Task requirements
Set the pictures aside and transcribe exactly the lines from the one containing "Where can the cherry blossom be" through the final line of the records.

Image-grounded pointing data

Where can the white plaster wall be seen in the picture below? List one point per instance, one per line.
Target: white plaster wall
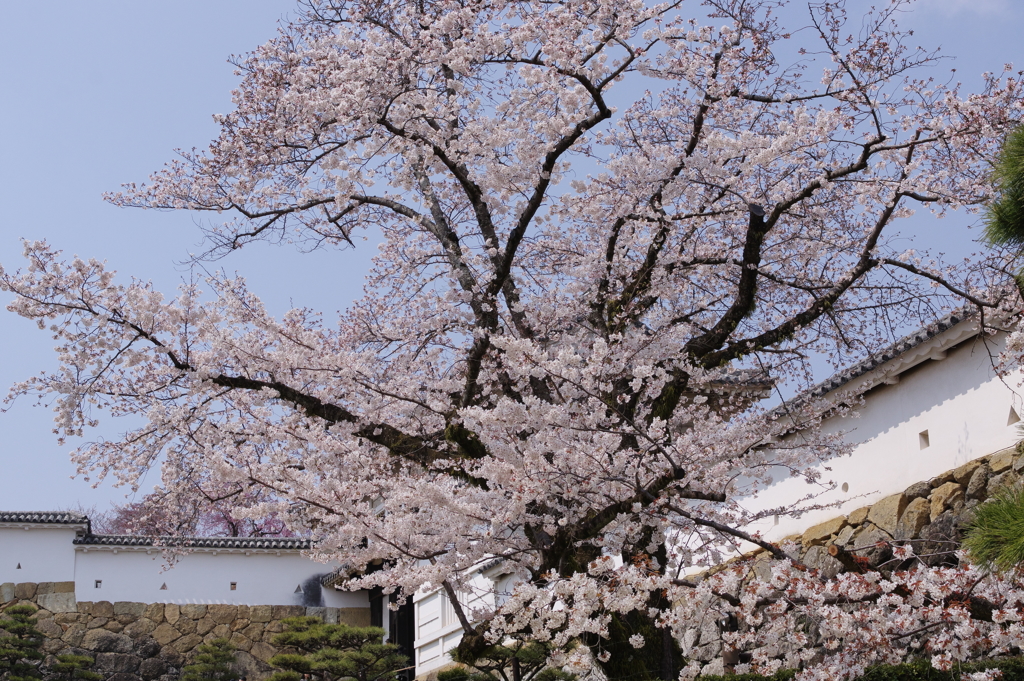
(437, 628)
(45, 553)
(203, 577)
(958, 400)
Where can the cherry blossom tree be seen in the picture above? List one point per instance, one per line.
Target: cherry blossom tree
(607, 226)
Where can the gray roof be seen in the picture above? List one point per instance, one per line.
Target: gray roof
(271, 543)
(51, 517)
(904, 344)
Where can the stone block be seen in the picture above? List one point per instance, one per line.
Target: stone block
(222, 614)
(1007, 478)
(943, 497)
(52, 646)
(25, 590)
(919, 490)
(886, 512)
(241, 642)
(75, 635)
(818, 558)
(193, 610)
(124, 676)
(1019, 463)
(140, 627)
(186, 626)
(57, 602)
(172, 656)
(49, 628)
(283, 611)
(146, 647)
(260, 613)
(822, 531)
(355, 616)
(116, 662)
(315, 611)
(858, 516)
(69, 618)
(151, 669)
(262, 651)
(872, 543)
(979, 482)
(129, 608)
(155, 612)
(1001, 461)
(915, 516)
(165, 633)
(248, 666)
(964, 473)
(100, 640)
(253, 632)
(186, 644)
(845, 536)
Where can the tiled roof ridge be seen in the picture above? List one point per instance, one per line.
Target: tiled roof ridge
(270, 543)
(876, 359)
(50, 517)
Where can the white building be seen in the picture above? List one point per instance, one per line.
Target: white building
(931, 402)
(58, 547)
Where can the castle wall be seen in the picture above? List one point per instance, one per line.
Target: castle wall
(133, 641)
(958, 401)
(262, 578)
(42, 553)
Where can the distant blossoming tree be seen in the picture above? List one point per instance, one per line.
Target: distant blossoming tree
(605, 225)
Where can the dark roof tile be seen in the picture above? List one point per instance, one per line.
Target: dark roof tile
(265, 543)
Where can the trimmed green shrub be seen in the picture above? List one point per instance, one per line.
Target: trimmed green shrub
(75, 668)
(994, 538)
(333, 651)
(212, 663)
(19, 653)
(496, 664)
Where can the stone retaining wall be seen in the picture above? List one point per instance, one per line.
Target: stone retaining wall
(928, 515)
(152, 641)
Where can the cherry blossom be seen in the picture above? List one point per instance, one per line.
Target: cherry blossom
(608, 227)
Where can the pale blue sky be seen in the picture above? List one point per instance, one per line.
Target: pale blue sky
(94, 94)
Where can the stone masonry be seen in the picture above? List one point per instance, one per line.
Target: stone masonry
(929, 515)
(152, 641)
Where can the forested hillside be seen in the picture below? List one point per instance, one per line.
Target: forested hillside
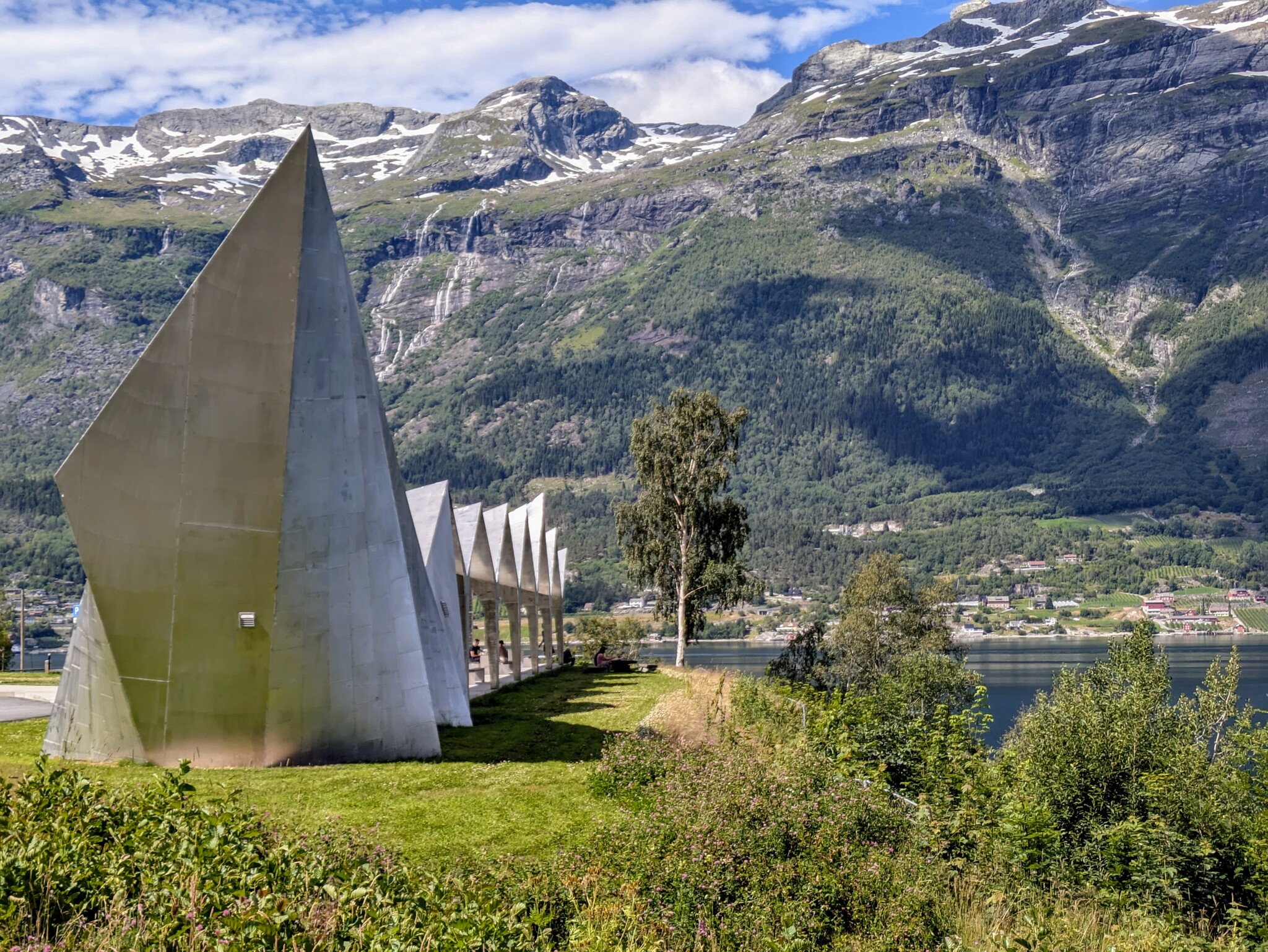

Answer to the problem
Where can the cherry blossom be seen in the picture above? List one point per instance, one per line.
Target: cherry blossom
(608, 227)
Where can the pale blue sky be seen in the picture above? List one point per instance, one per line.
Target: pale blue sky
(94, 94)
Where can the stone masonry be seen in the picture above? List one point per instance, one per line.
Target: stone masonry
(929, 515)
(152, 641)
Where can the forested hillside be seen in the picture below? List one point per instance, one per line.
Target: forested hillside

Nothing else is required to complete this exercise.